_Problem to solve_.
In the listing below, change "light switch plate" to "outlet cover" in the lines from the one containing "Task: locate the white baseboard" through the one containing "x=405 y=215", inclusive. Reproduce only those lines, with everything else left as it is.

Point annotation listing:
-- begin --

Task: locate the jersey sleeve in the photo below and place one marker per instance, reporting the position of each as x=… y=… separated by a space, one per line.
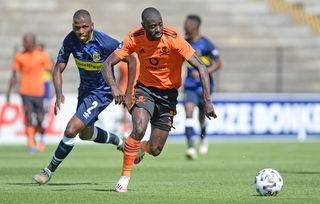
x=47 y=61
x=183 y=47
x=65 y=51
x=125 y=48
x=213 y=52
x=16 y=63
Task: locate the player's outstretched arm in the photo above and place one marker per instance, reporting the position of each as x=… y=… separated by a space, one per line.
x=112 y=60
x=204 y=77
x=57 y=82
x=132 y=68
x=12 y=82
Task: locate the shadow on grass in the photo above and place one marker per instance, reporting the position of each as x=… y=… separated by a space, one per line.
x=302 y=172
x=53 y=184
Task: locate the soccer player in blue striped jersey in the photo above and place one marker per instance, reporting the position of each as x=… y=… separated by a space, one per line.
x=90 y=48
x=192 y=84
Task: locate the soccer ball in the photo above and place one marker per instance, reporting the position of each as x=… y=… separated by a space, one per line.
x=268 y=182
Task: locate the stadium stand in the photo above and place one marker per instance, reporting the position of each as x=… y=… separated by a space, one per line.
x=264 y=46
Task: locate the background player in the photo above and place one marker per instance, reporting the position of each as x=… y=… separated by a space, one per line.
x=160 y=51
x=30 y=65
x=192 y=84
x=89 y=48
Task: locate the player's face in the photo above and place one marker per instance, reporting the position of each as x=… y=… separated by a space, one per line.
x=29 y=43
x=153 y=27
x=82 y=27
x=190 y=27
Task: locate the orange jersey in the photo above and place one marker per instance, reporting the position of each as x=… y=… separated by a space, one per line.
x=31 y=66
x=160 y=60
x=123 y=68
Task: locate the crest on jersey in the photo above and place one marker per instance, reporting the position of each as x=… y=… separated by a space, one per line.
x=120 y=45
x=61 y=51
x=96 y=56
x=164 y=51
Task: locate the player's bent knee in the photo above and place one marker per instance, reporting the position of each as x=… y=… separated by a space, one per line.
x=84 y=136
x=70 y=132
x=139 y=132
x=155 y=151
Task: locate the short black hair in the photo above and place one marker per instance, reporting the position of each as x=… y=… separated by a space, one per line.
x=81 y=13
x=195 y=18
x=30 y=36
x=149 y=12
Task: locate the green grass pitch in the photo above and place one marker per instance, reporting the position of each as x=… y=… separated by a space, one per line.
x=225 y=175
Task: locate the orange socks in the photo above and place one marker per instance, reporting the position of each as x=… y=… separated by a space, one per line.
x=145 y=146
x=31 y=136
x=131 y=149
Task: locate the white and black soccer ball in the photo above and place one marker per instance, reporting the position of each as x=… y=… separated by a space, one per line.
x=268 y=182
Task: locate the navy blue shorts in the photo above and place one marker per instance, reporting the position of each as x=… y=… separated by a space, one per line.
x=32 y=104
x=90 y=105
x=193 y=96
x=161 y=105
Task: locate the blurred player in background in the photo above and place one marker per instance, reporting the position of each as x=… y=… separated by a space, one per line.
x=193 y=91
x=47 y=75
x=89 y=48
x=160 y=51
x=123 y=83
x=30 y=65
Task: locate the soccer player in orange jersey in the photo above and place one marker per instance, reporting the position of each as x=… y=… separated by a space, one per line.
x=30 y=65
x=123 y=82
x=161 y=51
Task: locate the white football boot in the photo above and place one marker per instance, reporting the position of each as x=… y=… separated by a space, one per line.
x=203 y=148
x=43 y=177
x=122 y=185
x=191 y=153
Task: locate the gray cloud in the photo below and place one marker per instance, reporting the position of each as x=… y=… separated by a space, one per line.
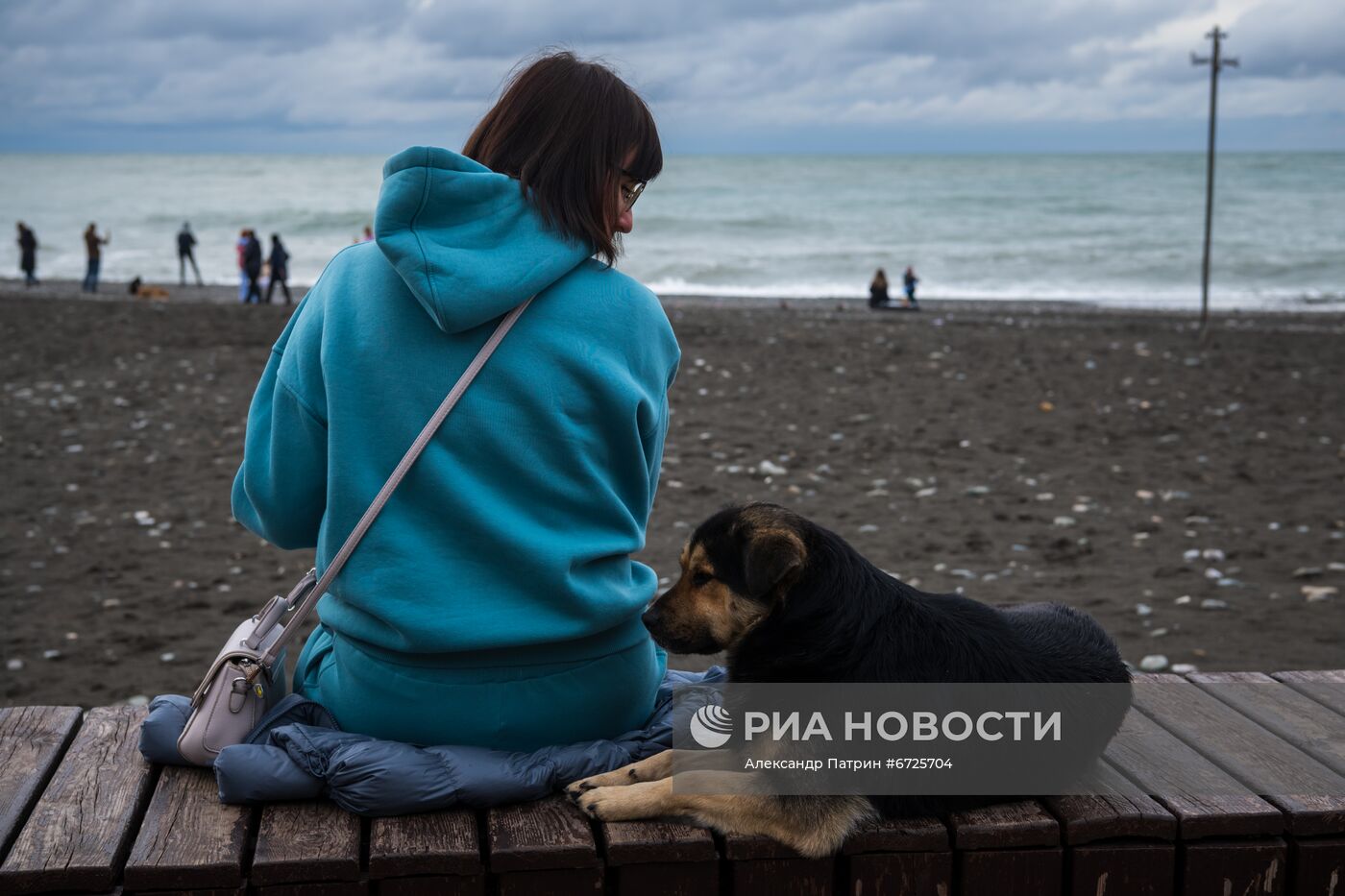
x=78 y=66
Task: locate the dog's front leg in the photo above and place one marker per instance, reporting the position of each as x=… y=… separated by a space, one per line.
x=816 y=826
x=655 y=767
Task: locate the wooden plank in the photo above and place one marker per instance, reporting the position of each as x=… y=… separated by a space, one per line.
x=665 y=879
x=1116 y=811
x=83 y=826
x=33 y=739
x=1123 y=869
x=659 y=858
x=1327 y=687
x=554 y=882
x=1011 y=872
x=1008 y=848
x=306 y=841
x=322 y=888
x=1206 y=801
x=1310 y=795
x=1288 y=714
x=925 y=835
x=1005 y=826
x=900 y=873
x=188 y=839
x=1317 y=866
x=655 y=841
x=783 y=878
x=547 y=833
x=432 y=885
x=1219 y=868
x=443 y=842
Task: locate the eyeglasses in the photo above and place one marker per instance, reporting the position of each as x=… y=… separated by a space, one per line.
x=631 y=194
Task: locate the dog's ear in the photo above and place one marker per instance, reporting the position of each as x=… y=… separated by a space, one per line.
x=770 y=560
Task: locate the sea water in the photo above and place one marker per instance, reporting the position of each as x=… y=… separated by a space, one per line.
x=1113 y=229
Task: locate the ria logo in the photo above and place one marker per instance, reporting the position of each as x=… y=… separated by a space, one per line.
x=712 y=725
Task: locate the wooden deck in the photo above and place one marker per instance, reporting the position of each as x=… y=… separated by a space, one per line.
x=81 y=811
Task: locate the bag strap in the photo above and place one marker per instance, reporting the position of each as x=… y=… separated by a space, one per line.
x=309 y=599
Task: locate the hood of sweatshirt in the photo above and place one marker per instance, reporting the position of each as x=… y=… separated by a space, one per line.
x=464 y=238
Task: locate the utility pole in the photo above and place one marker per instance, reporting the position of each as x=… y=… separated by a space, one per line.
x=1214 y=63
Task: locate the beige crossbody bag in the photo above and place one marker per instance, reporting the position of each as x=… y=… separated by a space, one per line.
x=248 y=675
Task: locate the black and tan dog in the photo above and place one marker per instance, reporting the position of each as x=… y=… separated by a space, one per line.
x=793 y=601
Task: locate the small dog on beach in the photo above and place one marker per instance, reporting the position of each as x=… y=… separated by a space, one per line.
x=793 y=601
x=144 y=291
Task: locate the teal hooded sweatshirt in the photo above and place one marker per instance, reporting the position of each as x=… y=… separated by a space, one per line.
x=494 y=600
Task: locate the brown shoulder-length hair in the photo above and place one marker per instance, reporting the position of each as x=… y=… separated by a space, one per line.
x=562 y=127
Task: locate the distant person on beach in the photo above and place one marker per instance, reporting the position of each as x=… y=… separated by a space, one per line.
x=93 y=248
x=910 y=281
x=252 y=267
x=185 y=240
x=279 y=262
x=27 y=254
x=241 y=247
x=878 y=291
x=497 y=586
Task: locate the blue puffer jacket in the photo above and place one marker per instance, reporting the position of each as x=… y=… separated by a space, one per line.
x=298 y=752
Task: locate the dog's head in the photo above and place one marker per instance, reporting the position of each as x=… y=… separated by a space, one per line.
x=736 y=570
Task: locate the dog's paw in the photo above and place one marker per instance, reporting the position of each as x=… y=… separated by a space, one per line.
x=577 y=788
x=623 y=804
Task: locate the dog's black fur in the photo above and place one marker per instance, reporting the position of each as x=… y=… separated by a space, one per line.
x=838 y=618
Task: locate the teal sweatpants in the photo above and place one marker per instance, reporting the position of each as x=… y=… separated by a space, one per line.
x=518 y=707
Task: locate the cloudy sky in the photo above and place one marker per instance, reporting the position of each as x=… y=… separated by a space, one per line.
x=721 y=76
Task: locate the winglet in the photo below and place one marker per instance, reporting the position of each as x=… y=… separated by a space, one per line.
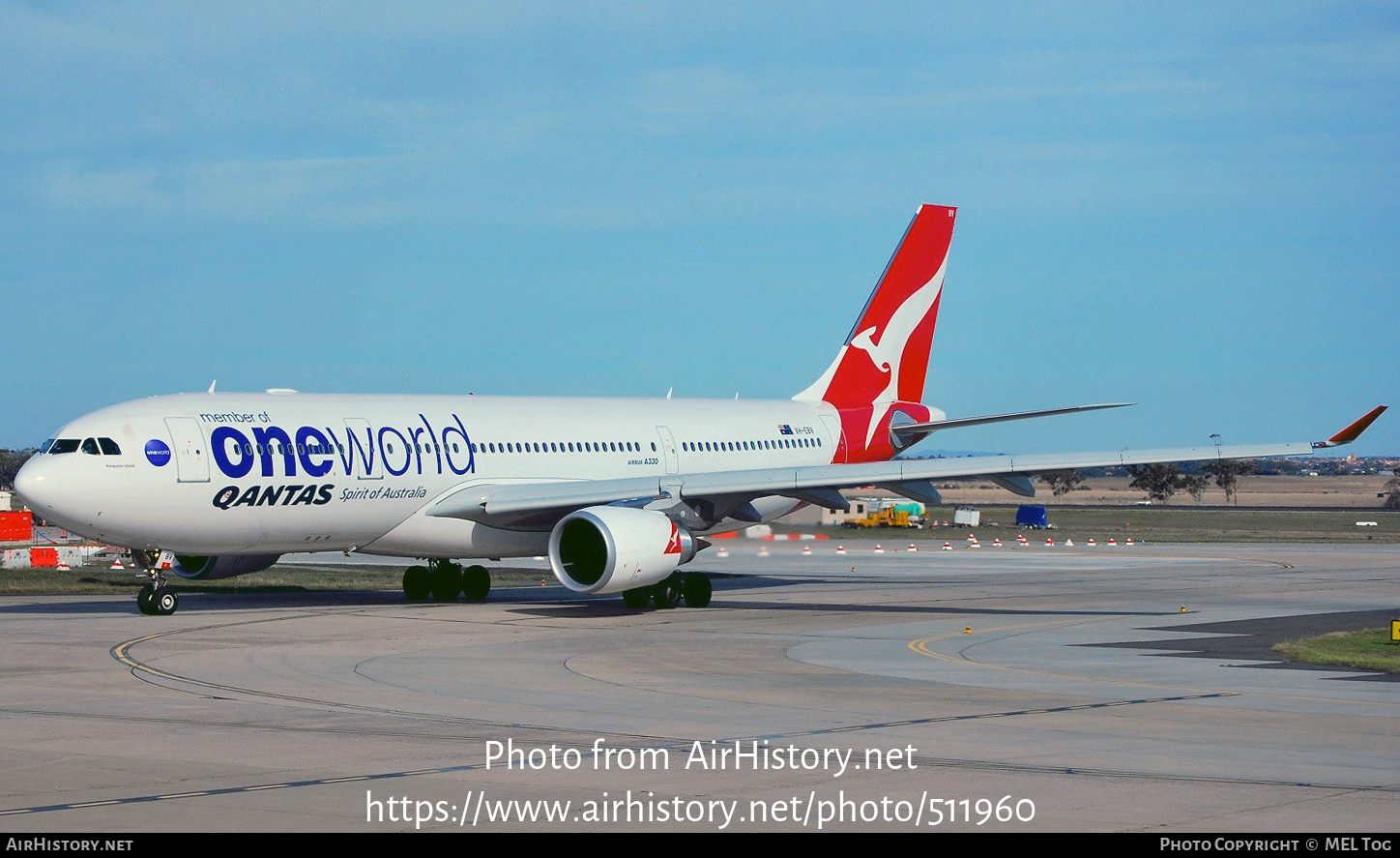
x=1353 y=431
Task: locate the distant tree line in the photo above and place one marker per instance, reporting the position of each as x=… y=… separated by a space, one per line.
x=1161 y=482
x=10 y=463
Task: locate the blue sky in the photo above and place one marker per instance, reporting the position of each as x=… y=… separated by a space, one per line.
x=1190 y=206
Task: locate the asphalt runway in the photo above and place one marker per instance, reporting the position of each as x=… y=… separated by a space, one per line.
x=1056 y=689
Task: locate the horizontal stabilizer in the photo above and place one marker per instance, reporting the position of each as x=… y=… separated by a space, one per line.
x=933 y=426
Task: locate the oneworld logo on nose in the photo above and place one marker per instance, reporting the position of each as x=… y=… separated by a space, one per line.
x=157 y=453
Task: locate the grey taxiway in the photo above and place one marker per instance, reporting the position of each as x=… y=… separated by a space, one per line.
x=1059 y=689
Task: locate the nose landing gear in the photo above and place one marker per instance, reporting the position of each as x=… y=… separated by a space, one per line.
x=156 y=598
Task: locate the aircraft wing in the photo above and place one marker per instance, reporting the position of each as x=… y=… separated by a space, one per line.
x=728 y=493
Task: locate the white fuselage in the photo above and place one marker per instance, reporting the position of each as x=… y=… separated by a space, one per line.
x=224 y=473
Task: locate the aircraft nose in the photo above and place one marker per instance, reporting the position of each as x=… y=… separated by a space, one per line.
x=34 y=485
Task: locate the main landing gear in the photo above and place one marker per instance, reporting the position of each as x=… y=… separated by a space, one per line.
x=446 y=581
x=693 y=587
x=156 y=598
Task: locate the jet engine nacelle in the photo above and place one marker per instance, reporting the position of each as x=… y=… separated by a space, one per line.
x=227 y=566
x=611 y=548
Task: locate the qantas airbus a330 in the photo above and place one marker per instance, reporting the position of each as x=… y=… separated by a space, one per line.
x=618 y=493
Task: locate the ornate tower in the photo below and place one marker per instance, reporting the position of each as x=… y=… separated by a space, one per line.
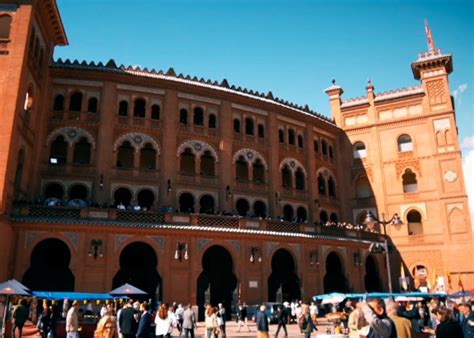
x=29 y=30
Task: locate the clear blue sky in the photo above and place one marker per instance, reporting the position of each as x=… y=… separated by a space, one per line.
x=291 y=47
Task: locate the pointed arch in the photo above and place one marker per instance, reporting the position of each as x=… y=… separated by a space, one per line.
x=72 y=135
x=138 y=141
x=250 y=155
x=198 y=148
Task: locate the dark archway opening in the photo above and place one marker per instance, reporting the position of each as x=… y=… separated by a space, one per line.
x=138 y=262
x=283 y=276
x=49 y=267
x=334 y=279
x=372 y=280
x=186 y=203
x=217 y=281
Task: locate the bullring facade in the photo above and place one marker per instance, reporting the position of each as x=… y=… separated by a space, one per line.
x=199 y=191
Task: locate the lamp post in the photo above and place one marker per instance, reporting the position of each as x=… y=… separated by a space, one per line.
x=370 y=219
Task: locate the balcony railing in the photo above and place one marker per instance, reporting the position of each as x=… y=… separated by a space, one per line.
x=89 y=215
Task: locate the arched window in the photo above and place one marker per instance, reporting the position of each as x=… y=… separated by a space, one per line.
x=286 y=180
x=237 y=126
x=198 y=118
x=324 y=147
x=75 y=103
x=323 y=217
x=316 y=146
x=78 y=191
x=405 y=144
x=260 y=209
x=19 y=169
x=281 y=136
x=299 y=179
x=241 y=169
x=208 y=164
x=58 y=154
x=212 y=121
x=291 y=137
x=155 y=112
x=148 y=157
x=331 y=152
x=243 y=207
x=363 y=189
x=5 y=23
x=331 y=187
x=139 y=108
x=183 y=117
x=82 y=152
x=415 y=224
x=54 y=190
x=249 y=126
x=58 y=103
x=359 y=151
x=261 y=131
x=125 y=156
x=300 y=141
x=92 y=105
x=321 y=185
x=410 y=183
x=288 y=213
x=301 y=214
x=122 y=196
x=146 y=198
x=123 y=108
x=188 y=162
x=258 y=172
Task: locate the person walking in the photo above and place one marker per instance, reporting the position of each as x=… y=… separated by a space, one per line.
x=242 y=317
x=128 y=320
x=262 y=323
x=189 y=322
x=144 y=325
x=72 y=321
x=282 y=317
x=20 y=315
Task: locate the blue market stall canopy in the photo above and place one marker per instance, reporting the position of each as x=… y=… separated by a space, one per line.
x=337 y=297
x=71 y=295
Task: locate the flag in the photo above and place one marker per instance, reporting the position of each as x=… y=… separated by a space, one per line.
x=461 y=286
x=448 y=277
x=403 y=279
x=434 y=279
x=429 y=37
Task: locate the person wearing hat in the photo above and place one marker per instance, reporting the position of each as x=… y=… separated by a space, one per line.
x=72 y=321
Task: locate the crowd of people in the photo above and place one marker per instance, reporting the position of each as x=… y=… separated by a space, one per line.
x=371 y=318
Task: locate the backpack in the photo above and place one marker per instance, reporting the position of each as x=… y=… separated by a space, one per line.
x=302 y=322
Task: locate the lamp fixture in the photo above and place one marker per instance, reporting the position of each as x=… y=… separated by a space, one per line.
x=95 y=248
x=181 y=251
x=254 y=255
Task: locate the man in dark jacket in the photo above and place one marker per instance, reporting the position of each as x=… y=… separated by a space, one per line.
x=144 y=325
x=262 y=323
x=128 y=321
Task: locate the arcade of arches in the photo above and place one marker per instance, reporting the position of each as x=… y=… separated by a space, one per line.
x=219 y=273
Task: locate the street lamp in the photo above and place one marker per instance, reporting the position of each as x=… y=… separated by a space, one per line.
x=370 y=219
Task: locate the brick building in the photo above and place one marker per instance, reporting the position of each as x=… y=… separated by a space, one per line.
x=196 y=190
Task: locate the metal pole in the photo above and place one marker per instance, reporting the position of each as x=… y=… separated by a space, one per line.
x=387 y=258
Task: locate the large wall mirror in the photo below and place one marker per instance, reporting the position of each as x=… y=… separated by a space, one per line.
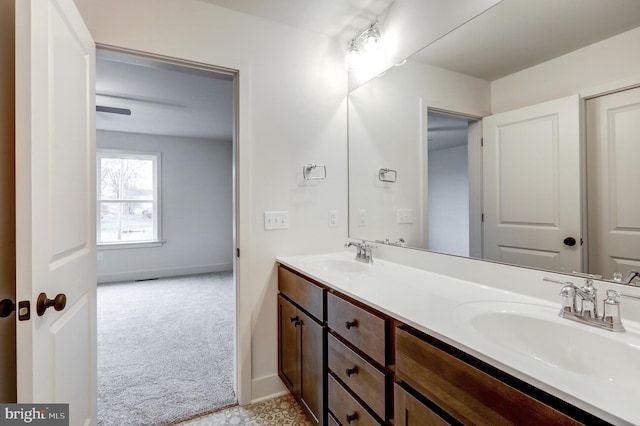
x=459 y=151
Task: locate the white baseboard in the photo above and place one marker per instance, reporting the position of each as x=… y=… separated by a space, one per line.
x=267 y=387
x=163 y=272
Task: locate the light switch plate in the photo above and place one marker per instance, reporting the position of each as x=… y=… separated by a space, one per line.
x=276 y=220
x=362 y=218
x=333 y=218
x=405 y=215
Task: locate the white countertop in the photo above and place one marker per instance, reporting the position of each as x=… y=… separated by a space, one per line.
x=439 y=306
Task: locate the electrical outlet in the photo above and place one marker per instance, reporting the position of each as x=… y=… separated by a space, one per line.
x=333 y=218
x=276 y=220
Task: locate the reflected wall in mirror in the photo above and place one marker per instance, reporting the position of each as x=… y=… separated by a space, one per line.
x=523 y=85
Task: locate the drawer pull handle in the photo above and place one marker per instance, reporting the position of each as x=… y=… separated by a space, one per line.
x=350 y=324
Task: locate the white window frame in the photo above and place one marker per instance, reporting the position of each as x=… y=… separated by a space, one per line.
x=156 y=158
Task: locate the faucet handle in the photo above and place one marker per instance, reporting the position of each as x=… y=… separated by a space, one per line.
x=568 y=294
x=564 y=283
x=611 y=311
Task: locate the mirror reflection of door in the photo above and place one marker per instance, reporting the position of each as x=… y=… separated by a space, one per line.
x=449 y=183
x=613 y=147
x=531 y=186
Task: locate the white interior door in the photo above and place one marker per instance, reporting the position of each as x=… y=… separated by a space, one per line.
x=531 y=183
x=613 y=156
x=55 y=205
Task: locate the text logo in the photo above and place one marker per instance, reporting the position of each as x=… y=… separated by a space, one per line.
x=34 y=414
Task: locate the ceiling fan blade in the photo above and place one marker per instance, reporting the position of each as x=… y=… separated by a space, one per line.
x=112 y=110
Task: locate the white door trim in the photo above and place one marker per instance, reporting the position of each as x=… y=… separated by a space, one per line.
x=240 y=196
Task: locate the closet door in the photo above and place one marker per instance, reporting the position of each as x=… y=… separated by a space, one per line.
x=531 y=183
x=613 y=159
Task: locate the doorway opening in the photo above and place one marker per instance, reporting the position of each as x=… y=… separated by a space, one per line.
x=451 y=162
x=166 y=224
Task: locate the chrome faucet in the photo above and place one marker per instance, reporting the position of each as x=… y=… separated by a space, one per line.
x=363 y=253
x=580 y=304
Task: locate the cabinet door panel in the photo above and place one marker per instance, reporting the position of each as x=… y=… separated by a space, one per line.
x=307 y=295
x=463 y=391
x=289 y=346
x=346 y=408
x=411 y=412
x=311 y=366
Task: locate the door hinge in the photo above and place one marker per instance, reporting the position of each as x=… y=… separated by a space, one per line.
x=24 y=310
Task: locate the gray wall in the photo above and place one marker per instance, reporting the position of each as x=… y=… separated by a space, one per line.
x=449 y=200
x=196 y=184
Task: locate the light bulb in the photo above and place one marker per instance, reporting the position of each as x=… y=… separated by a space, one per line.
x=352 y=57
x=371 y=39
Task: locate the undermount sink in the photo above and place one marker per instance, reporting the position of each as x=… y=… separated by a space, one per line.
x=536 y=331
x=336 y=265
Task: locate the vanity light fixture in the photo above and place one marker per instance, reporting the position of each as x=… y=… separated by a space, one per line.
x=352 y=58
x=371 y=38
x=362 y=46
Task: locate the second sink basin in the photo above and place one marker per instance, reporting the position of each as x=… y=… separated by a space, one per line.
x=336 y=265
x=537 y=332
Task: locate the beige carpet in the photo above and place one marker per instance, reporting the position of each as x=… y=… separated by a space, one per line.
x=278 y=411
x=165 y=349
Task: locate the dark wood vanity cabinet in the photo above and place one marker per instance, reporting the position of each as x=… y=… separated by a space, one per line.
x=461 y=392
x=358 y=360
x=350 y=365
x=301 y=342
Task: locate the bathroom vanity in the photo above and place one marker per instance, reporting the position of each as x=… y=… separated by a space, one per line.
x=372 y=344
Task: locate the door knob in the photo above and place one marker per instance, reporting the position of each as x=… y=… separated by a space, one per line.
x=6 y=307
x=58 y=303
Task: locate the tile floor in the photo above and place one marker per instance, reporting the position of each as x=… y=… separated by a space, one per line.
x=279 y=411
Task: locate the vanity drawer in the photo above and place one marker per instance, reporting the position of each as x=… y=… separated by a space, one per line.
x=465 y=392
x=362 y=378
x=332 y=420
x=303 y=292
x=363 y=329
x=345 y=408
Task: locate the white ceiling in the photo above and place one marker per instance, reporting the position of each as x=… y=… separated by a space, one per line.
x=517 y=34
x=328 y=17
x=164 y=99
x=169 y=100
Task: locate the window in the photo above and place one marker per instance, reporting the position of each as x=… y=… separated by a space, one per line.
x=128 y=193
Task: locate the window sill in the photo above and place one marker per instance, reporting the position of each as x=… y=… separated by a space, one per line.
x=133 y=245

-- end --

_Solution for this problem_.
Task: locate the white baseboard in the photo above and place one marker per instance, reporting the position of each as x=… y=… separated by a space, one per line.
x=267 y=387
x=163 y=272
Task: locate the outlet cover in the photo above and place one marker per instance, reporting the position of each as x=… y=… separated by a space, one per line.
x=276 y=220
x=362 y=218
x=333 y=218
x=405 y=215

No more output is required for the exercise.